### Passage présenté
------------------------------------
Ce transfert de la métallurgie du ferromanganèse du sud vers le nord de la France s'explique par le fait que les aciéries françaises tendaient à se déplacer vers la Lorraine et le nord près des bassins miniers et/ou de gisements de fer. Un nouveau site de production industrielle de ferromanganèse a donc été recherchée dans le nord de la France, près d'un grand port situé entre la Manche et de la Mer du nord ; c'est l'origine du site d'Outreau et de ses hauts fourneaux[19].
Le ferromanganèse est présent dans les colorants utilisés par l'Homme préhistorique, dans l'art pariétal et sur ou dans les poteries (car contenu naturellement dans de nombreuses argiles). Depuis les Âges du Fer la sidérurgie transforme des minerais plus ou moins riches en oxydes de fer et manganèse en métal, laissant des scories et d'autres traces que les archéologues doivent interpréter au mieux sur les sites de production.
------------------------------------
### Données disponibles
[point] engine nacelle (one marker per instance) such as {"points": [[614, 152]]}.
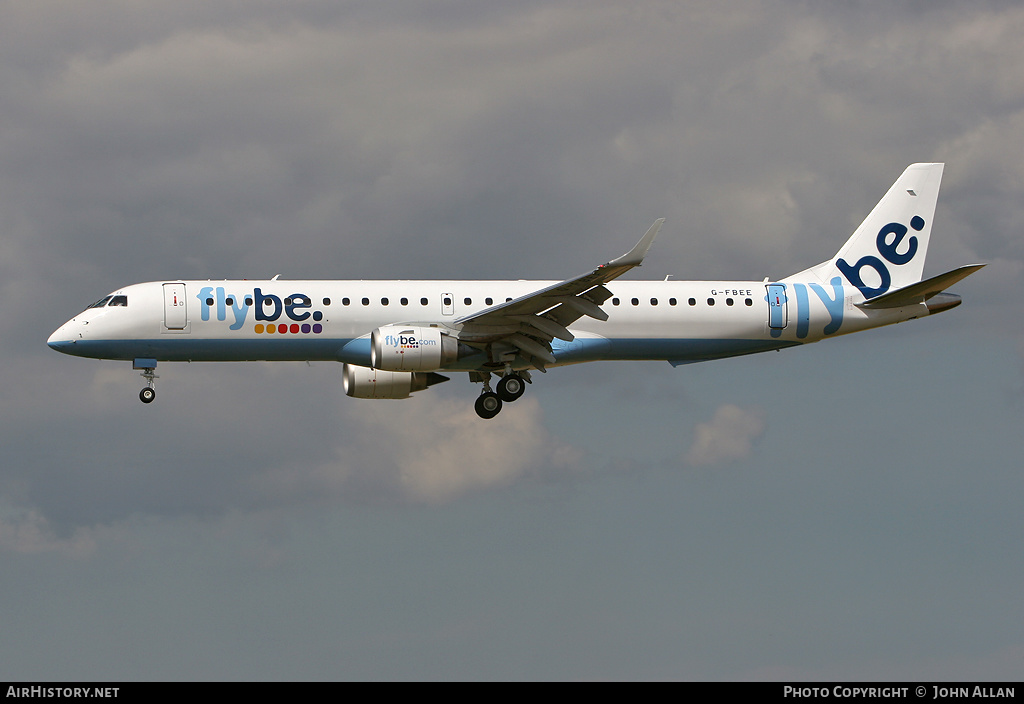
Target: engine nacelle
{"points": [[359, 382], [412, 348]]}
------------------------------------
### Travail à réaliser
Poursuivez le passage sur le ferromanganèse à la suite de sa dernière phrase. Les données n'interviennent pas dans cet exercice.

### Réponse proposée
La bonne connaissance des processus d'oxydation, corrosion et autres altérations/transformation des métaux ferreux (notamment dans le sol, l'eau ou les sédiments) est nécessaire aux archéologues et à l'archéométrie parce que l'Homme a beaucoup utilisé les composés du fer et/ou du manganèse[20].
La toxicité du ferromanganèse est connue depuis 1837[21]. Elle varie selon la durée et l'importance (exposition aiguë et/ou chronique) et selon la forme physique (nano- ou micro-particule, gaz, poussière) et chimique (forme organique ou inorganique) du polluant et selon le type de contamination (inhalation, ingestion, passage percutané, etc.).
Il est l'un des indices ou traceur de pollution d'origine métallurgique dans de nombreuses friches industrielles et certains « technosols » [22]d’où il peut recontaminer le réseau trophique ou l’eau[23].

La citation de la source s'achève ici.